KURZE AUFGABE:
Gib aus dem Text über Luther als Paradigmen-Wechsler den Abschnitt von „Das gilt natürlich“ bis einschließlich „Normalablaufes zu gelangen.“ wörtlich wieder.

QUELLE:
Luther als Paradigmen-Wechsler

-Zum Luther-Jahr 2017-

1) Historisches

Wir begehen in diesem Jahr ein Luther-Jahr.  Vor 500 Jahren, am 31.10. 1517 soll  Prof.  Dr. Martin Luther (1483-1546) seine   mittlerweile welt-berühmten 95 Thesen auf Latein an die Kirchentüre der Schlosskirche  in Wittenberg angeschlagen haben. Die Kirchentüre war das Schwarze Brett der Universität, und Einladungen zu Disputationen gehörten zu den Rechten eines Professors. Anlass des professoralen Zorns war ein blühenden Ablasshandel. Das war ein Sündenstrafen-Erlass gegen Geld, um die von außen ununterscheidbaren Kirchen- und Staatskassen zu füllen. Der Ablasshandel ist seit 1562 in der römisch-katholischen Kirche verboten. Ein sichtbarer  Erfolg Luthers, der aber viel zu spät kam, weil schon längst eine Aufruhr-Stimmung in  deutschen Landen entstanden war, die große Teile Europas erfasste. Voraussehen konnte das niemand, vorausahnen schon. Denn 1517 war das Zeitalter der  Renaissance und des Humanismus (14. – 15. Jh.),  also des kulturelle Umbruchs Europas schon voll im Gange. Die Anthropozentrik schaffte sich ihren Platz gegenüber der Theozentrik des Mittelalters und der Scholastik , z.B. eines Thomas von Aquin (1225-1274). Der zornerfüllte Martin Luther lebte als Wissenschaftler genau zur rechten Zeit. Im Sinne einer Vereinheitlichung der deutschen Sprache war seine Bibelübersetzung von fundamentaler Bedeutung.

 

2) Luther als Paradigmen-Wechsler

Seit  Thomas S. Kuhn (1922-1996), amerikanischer Wissenschaftstheoretiker, mit seinem berühmten  Werk „The Structure of Scientific Revolutions“ (1962)  spricht man bei einer wissenschaftlichen Revolution von einem Paradigmenwechel . Die Rahmenbedingungen, unter denen Wissenschaftler  zu arbeiten haben, ändern sich drastisch.  Im Normalzustand entwickelt sich eine Wissenschaft durch Wissensmehrung langsam und stetig im Sinne Poppers (1902-1994) . Dann gerät eine Wissenschaft in eine Krise, weil  beobachtete Phänomene mit den gängigen Mitteln nicht mehr beschrieben und erklärt  werden können (1. Phase). Durch einen Paradigmenwechsel, also durch einen radikalen Umbruch gerät der normale wissenschaftliche Ablauf ins Schleudern (2. Phase). Die Krise wird aber nicht behoben, sondern dümpelt auf einen höheren Niveau vor sich hin (3. Phase).  Max Planck, der für die Naturwissenschaften spricht, hat zu dieser 3.Phase gesagt: „Eine neue große wissenschaftliche Idee pflegt sich nicht in der Weise durchzusetzen, dass ihre Gegner allmählich überzeugt und bekehrt werden – dass aus einem Saulus ein Paulus wird, ist eine große Seltenheit – sondern vielmehr in der Weise, dass die Gegner allmählich aussterben und dass die nachwachsende Generation von vornherein mit der Idee vertraut gemacht wird.“

 Das gilt natürlich für Naturwissenschaften, die (noch) nicht (macht-) politisch verseucht sind. Die Theologie, und Luther war ein hochbegabter, sprachbewusster  Theologe,  ist von jeher  (macht)-politisch durchsetzt worden, bis in unsere Tage. Das ist  mit ein Grund, weshalb diese 3. Phase auf höherem Niveau  theologisch noch nicht  zu Ende gekommen ist und vor sich hin dümpelt. In Naturwissenschaften, die unpolitisch zu sein haben, geht das schneller, um in  die  4. Phase eines Normalablaufes zu gelangen.

BEREITGESTELLTE DATEN:
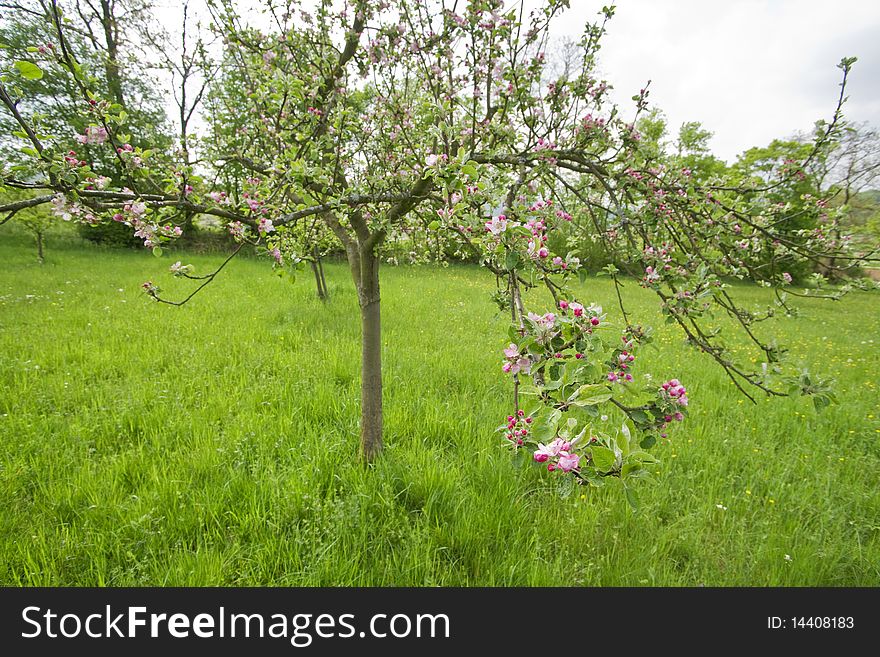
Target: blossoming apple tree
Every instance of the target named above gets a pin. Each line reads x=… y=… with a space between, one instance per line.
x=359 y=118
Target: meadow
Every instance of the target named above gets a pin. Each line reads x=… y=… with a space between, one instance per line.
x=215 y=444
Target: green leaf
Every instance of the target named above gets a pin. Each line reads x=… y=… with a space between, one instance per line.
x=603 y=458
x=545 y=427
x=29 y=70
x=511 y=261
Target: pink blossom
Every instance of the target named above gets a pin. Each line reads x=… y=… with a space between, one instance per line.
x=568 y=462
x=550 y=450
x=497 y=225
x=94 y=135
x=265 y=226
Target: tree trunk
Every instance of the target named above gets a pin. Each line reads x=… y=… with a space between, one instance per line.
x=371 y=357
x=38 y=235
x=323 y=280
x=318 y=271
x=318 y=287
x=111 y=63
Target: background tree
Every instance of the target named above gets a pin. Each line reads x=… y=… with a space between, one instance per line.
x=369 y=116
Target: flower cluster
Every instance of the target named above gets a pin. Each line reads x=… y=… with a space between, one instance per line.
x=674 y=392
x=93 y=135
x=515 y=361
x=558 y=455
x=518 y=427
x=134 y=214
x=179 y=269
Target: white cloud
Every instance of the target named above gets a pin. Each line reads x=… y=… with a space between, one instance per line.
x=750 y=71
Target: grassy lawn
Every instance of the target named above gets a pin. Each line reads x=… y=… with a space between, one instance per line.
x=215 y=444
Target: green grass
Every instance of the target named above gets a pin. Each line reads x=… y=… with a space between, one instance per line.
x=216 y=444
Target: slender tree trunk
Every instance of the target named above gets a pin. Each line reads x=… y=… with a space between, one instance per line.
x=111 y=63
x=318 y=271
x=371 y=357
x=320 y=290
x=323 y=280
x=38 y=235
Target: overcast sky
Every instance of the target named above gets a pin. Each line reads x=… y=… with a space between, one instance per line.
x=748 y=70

...

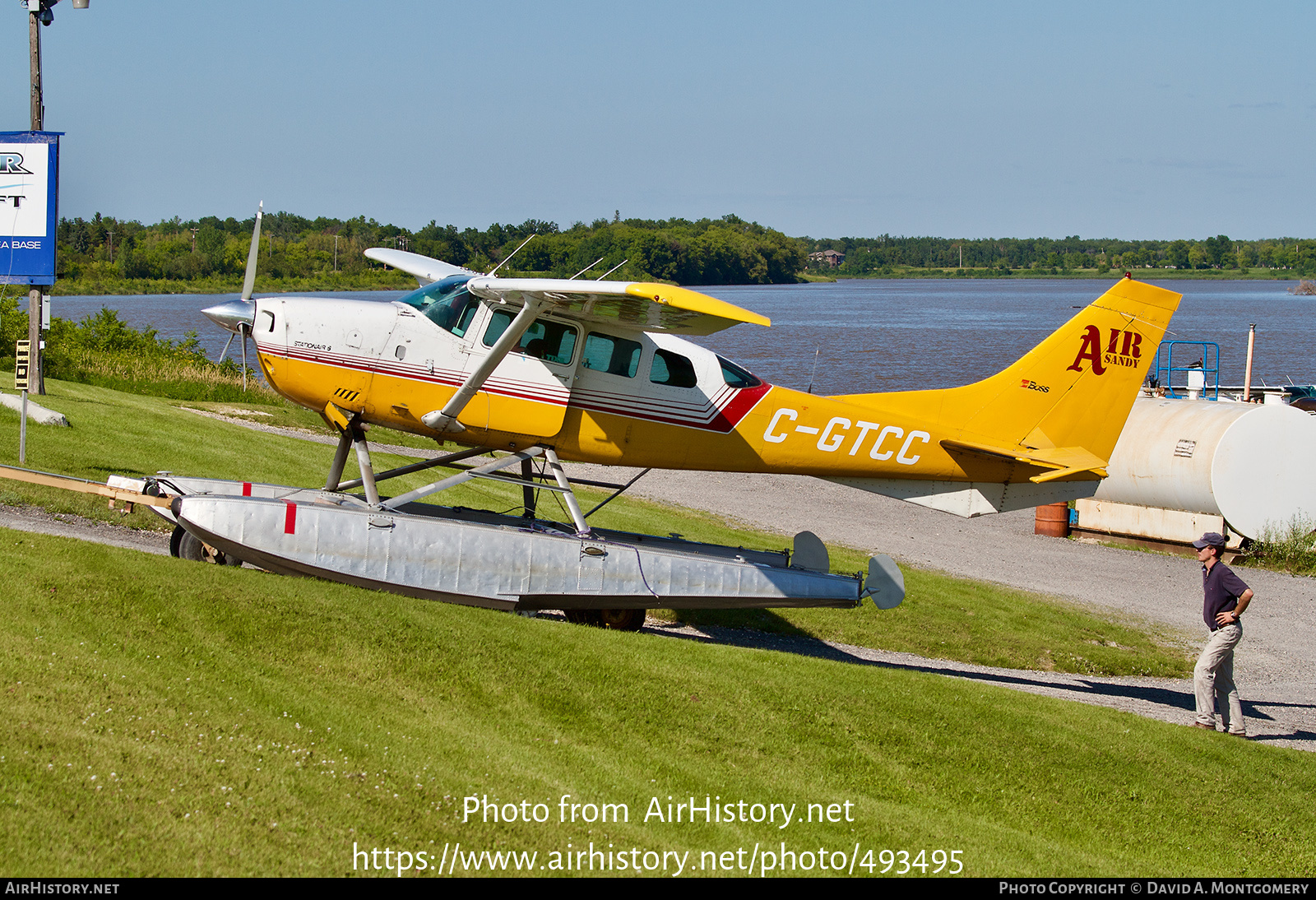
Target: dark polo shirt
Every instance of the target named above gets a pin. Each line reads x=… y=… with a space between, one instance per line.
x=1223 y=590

...

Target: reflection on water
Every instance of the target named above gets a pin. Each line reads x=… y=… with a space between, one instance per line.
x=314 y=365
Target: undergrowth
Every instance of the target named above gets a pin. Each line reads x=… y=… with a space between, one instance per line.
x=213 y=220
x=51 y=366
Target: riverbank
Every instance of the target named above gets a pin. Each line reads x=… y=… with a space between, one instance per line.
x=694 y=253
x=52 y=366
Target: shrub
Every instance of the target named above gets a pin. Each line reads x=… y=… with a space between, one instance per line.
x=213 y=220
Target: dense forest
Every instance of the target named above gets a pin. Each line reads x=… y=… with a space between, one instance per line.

SCHRIFTLICHE LÖSUNG:
Das gilt natürlich für Naturwissenschaften, die (noch) nicht (macht-) politisch verseucht sind. Die Theologie, und Luther war ein hochbegabter, sprachbewusster  Theologe,  ist von jeher  (macht)-politisch durchsetzt worden, bis in unsere Tage. Das ist  mit ein Grund, weshalb diese 3. Phase auf höherem Niveau  theologisch noch nicht  zu Ende gekommen ist und vor sich hin dümpelt. In Naturwissenschaften, die unpolitisch zu sein haben, geht das schneller, um in  die  4. Phase eines Normalablaufes zu gelangen.